═══ Provided data ═══
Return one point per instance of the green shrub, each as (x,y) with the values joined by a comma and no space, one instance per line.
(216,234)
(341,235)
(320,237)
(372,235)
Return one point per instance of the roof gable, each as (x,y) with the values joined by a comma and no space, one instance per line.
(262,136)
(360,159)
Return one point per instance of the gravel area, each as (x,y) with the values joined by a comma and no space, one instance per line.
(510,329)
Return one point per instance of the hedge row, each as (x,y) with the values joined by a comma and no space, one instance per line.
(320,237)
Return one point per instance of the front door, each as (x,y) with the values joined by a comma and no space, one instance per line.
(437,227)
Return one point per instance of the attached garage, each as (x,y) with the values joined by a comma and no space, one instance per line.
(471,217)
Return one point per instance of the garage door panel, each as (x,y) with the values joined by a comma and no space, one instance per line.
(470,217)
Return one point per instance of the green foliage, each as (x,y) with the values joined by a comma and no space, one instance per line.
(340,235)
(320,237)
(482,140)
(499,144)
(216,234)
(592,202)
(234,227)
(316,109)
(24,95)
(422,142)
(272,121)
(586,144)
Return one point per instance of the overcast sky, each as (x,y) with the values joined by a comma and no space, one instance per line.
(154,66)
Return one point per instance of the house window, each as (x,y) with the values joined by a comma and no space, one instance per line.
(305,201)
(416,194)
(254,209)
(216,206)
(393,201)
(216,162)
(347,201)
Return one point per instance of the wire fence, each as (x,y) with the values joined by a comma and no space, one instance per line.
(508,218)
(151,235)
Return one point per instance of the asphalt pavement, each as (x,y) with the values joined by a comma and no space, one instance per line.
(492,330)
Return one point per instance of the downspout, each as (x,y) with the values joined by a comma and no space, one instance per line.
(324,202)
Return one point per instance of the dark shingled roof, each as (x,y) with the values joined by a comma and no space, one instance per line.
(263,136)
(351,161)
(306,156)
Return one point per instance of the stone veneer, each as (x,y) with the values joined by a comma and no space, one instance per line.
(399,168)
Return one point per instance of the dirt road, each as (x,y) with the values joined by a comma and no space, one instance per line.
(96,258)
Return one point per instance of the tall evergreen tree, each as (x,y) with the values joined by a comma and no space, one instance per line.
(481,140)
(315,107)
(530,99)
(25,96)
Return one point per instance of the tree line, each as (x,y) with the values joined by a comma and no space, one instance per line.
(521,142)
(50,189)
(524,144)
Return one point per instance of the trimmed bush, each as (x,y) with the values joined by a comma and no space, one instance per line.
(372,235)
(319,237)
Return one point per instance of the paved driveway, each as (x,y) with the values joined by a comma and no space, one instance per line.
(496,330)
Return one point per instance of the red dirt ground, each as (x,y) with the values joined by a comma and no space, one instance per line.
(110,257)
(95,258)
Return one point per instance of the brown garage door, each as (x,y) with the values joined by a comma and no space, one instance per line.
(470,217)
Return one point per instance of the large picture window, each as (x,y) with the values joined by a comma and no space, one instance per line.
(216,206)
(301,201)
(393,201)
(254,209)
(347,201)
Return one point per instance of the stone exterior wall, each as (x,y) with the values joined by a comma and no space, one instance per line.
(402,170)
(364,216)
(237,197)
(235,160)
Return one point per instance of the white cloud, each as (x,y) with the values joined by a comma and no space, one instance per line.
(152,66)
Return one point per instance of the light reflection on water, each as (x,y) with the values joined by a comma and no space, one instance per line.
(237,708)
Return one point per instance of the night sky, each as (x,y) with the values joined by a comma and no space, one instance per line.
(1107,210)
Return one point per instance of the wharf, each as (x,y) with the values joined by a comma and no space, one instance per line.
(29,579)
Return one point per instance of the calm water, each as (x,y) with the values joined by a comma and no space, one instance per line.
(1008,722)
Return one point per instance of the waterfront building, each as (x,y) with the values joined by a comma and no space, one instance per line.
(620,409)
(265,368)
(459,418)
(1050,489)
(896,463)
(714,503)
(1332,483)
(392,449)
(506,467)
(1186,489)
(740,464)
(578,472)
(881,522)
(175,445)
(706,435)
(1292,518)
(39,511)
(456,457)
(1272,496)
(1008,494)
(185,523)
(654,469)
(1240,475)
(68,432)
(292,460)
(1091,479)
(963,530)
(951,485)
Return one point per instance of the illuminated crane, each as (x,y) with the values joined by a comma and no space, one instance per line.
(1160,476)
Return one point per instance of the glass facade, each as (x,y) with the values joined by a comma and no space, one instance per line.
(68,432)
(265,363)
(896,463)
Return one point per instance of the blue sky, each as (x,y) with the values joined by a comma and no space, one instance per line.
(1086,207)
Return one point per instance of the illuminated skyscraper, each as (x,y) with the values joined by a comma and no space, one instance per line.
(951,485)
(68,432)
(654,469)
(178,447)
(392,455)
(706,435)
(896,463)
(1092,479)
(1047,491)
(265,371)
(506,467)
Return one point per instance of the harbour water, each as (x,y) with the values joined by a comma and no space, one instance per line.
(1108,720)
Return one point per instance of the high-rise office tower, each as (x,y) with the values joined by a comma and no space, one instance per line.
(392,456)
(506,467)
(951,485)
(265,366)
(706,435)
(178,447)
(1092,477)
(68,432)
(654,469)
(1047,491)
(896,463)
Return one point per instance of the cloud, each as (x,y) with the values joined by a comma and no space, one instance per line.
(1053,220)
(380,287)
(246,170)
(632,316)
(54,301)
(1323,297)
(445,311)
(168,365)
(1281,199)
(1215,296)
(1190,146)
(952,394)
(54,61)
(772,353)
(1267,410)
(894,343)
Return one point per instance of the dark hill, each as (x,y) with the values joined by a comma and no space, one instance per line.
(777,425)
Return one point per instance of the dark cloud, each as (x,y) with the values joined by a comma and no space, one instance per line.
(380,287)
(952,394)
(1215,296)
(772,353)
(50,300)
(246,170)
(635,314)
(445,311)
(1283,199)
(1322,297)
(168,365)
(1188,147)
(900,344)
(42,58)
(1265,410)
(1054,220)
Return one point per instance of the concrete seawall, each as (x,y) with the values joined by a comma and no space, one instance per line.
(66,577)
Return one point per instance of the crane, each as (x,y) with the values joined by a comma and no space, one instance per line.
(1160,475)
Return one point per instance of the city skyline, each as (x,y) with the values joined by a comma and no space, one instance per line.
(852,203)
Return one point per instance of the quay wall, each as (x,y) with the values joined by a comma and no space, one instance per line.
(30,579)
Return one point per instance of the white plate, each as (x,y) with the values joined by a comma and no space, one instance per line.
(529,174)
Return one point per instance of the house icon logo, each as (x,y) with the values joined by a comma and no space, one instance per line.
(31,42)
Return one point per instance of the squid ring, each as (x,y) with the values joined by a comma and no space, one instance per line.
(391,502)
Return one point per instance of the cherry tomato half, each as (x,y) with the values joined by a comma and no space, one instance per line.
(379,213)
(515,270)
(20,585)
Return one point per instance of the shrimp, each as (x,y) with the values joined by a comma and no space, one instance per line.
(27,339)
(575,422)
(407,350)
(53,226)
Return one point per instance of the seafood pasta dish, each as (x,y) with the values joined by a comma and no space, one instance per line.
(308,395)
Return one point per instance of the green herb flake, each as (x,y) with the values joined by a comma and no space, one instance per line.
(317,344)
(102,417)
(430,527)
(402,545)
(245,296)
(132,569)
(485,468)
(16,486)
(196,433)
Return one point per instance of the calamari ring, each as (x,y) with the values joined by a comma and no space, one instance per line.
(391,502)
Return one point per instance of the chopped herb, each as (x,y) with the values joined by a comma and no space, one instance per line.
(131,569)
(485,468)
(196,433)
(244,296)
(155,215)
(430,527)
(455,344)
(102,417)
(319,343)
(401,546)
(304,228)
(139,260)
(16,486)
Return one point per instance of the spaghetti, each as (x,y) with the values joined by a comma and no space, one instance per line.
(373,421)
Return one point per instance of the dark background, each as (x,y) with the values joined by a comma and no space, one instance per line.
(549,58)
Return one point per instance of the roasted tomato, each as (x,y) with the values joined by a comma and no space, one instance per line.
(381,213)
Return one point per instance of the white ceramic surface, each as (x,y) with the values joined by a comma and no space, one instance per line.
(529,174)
═══
Copy out again, word for word, the rows above from the line containing "Return one point per instance of the spaghetti, each" through the end of the rows.

Return one point per instance of the spaghetti, each as (x,y) with the values joined by a comma and no space, one instance per line.
(373,421)
Return one point per instance of the dark background, each as (x,y) with the values joined by a comma and no space, one instance per line.
(549,58)
Return one point per instance of the roasted tomato, each as (x,y) with the values joined by a comma and no space, one instance per line.
(381,213)
Return one point per instance of the white ceramic surface, each as (x,y) with the values joined by a comma and no space, one instance per line.
(529,174)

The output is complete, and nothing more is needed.